* **What is asked**:
Pull out every line of the data below that contains the string "tail", and copy each such line as it appears. Treat the match as case-sensitive.

Point annotation dataset records:
>> start
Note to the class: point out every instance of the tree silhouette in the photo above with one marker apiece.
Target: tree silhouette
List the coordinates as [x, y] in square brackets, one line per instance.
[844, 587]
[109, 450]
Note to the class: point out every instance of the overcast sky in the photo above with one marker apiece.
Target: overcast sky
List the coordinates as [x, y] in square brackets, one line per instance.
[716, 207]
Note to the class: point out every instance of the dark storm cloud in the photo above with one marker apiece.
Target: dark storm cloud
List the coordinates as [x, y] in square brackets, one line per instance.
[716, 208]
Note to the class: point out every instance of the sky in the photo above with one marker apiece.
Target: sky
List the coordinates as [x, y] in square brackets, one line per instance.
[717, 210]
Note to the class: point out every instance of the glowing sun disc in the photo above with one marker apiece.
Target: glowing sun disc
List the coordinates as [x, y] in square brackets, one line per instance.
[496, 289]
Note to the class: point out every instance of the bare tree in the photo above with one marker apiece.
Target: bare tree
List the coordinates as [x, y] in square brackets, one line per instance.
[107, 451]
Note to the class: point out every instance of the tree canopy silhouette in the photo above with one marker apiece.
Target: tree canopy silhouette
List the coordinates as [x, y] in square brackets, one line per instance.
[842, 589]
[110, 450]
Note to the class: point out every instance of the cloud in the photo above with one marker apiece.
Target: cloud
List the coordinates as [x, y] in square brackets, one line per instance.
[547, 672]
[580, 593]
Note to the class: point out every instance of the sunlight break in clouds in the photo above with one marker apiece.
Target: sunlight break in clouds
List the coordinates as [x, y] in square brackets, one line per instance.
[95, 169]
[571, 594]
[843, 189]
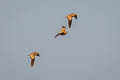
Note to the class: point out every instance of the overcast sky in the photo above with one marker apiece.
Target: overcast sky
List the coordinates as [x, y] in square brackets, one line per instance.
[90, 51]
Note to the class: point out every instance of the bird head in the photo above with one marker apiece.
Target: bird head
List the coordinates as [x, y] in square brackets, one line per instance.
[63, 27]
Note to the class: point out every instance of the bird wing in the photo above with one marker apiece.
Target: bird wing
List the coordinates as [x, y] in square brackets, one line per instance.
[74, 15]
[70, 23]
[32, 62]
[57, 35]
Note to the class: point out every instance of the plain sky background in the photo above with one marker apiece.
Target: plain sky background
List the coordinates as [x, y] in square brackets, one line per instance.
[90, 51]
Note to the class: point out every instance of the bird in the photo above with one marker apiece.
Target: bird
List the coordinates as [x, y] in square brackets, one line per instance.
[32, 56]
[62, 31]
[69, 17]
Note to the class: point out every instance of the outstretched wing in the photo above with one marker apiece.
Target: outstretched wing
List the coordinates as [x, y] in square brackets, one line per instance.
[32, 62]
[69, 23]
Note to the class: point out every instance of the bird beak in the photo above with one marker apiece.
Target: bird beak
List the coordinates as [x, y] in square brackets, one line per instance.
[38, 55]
>> end
>> start
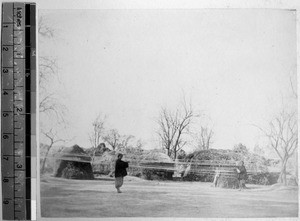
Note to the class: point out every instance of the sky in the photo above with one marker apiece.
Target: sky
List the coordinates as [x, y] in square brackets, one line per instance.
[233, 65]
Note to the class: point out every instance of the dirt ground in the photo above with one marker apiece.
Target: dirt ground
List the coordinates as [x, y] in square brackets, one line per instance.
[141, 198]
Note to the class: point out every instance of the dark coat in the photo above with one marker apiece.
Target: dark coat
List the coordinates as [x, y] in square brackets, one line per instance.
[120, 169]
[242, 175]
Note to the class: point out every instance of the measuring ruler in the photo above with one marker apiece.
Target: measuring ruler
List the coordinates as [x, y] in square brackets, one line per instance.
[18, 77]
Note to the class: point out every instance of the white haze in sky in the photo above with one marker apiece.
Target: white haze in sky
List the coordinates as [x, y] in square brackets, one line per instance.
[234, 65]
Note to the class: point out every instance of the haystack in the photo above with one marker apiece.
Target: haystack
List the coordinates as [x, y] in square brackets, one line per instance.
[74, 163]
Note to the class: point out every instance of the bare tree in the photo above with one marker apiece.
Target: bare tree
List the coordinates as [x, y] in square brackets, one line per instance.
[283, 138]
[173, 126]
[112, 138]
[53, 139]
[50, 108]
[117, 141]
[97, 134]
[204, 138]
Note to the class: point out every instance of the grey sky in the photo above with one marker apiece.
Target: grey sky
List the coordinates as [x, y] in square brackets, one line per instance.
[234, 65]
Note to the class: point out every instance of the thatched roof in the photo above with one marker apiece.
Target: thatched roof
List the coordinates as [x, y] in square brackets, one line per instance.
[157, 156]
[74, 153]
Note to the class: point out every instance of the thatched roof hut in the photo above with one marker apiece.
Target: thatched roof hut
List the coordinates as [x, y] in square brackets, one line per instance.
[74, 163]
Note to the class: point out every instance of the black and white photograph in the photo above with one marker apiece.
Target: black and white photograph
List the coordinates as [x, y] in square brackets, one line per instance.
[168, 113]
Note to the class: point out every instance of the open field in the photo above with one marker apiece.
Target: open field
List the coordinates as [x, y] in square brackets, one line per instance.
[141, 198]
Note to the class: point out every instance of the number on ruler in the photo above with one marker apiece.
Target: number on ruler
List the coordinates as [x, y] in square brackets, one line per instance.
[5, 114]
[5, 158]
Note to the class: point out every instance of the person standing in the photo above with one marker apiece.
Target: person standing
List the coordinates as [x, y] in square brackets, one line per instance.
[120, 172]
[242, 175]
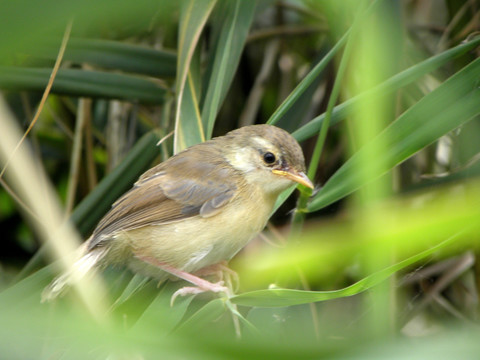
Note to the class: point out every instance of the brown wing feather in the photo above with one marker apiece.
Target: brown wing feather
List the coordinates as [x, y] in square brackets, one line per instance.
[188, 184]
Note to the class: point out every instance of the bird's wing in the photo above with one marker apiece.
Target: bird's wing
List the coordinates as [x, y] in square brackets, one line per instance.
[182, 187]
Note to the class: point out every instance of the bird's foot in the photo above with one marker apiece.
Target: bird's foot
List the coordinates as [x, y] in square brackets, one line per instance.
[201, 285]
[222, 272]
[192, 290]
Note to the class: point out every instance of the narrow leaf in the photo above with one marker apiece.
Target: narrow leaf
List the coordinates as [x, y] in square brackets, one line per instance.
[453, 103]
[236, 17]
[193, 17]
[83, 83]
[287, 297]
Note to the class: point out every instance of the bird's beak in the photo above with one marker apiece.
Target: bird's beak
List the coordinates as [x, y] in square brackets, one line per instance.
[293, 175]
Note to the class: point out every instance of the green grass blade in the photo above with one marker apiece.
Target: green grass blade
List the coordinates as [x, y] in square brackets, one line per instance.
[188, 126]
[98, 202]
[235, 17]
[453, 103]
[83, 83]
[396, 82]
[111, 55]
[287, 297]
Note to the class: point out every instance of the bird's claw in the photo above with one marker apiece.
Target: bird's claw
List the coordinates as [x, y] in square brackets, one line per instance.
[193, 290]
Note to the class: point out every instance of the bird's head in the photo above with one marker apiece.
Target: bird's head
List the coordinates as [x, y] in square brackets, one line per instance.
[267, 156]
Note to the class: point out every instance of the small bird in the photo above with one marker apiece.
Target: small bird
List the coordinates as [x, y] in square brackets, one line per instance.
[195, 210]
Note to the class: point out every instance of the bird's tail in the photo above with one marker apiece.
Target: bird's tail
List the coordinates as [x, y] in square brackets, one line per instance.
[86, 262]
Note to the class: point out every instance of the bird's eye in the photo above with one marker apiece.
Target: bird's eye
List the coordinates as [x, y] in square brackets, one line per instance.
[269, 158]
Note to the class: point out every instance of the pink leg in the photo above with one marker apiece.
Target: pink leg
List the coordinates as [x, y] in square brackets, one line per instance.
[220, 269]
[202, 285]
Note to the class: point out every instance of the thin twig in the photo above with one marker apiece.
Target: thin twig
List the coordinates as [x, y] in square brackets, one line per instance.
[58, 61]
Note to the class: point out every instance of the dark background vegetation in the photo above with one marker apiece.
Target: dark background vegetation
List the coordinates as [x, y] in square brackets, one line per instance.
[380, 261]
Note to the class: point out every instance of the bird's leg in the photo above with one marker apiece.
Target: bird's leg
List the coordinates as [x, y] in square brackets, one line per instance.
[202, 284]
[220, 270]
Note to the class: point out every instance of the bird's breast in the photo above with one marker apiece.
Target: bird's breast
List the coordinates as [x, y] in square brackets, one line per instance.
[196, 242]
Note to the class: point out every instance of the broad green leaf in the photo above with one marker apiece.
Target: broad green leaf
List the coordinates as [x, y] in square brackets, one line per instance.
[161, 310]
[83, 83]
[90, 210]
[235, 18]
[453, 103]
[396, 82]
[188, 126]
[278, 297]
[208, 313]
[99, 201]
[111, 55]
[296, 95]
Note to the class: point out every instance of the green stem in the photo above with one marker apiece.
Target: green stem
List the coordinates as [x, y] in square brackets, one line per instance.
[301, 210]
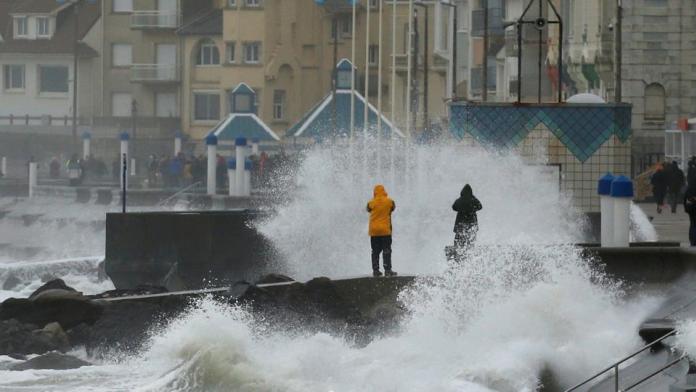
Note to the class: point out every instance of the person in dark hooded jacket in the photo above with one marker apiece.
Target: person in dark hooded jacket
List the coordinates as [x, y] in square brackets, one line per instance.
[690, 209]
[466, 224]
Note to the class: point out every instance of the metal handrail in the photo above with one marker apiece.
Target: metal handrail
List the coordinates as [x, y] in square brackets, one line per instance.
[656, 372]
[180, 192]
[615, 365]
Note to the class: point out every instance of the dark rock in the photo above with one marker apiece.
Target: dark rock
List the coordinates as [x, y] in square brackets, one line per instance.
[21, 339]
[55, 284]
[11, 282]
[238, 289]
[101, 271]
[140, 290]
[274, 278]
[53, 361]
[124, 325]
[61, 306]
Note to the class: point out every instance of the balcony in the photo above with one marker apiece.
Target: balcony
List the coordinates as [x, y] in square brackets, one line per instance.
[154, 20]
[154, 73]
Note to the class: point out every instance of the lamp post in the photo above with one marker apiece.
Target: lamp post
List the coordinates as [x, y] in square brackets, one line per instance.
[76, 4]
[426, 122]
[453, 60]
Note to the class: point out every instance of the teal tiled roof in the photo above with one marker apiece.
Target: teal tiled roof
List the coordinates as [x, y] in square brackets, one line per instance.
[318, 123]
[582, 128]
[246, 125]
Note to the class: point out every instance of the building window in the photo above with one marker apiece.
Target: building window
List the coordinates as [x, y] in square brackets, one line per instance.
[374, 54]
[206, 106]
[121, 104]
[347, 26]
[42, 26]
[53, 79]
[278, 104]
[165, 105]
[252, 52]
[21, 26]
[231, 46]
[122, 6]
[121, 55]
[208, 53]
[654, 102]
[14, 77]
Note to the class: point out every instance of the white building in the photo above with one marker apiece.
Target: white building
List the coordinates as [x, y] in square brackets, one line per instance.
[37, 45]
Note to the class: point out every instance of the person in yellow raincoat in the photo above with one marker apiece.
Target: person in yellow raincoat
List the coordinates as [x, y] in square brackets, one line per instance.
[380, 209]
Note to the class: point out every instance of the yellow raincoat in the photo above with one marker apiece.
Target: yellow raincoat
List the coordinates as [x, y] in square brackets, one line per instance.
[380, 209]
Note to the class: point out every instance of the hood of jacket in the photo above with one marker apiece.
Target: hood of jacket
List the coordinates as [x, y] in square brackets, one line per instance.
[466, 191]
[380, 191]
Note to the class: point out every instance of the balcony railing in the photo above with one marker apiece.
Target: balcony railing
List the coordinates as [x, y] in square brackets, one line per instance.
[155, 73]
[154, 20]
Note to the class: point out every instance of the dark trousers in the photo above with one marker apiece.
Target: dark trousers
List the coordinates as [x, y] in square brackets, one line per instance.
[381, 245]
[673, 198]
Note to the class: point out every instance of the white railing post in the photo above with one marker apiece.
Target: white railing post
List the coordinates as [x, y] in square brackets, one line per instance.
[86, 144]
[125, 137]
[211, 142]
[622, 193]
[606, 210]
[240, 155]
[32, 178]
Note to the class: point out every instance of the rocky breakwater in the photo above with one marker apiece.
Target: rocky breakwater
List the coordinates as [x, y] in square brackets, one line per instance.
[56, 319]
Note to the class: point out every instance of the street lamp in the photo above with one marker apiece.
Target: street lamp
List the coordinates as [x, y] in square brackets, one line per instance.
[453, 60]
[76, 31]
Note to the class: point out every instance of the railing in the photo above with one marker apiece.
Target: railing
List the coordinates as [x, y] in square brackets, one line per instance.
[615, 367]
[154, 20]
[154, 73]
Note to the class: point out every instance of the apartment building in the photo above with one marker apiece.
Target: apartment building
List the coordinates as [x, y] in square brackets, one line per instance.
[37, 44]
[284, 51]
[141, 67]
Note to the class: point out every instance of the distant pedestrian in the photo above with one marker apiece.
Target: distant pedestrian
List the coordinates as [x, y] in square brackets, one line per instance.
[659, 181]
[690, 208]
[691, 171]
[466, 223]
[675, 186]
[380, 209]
>> end
* **Answer below**:
Note to the class: point out every instance of the bird's tail in the photo above with one marker apiece.
Target: bird's tail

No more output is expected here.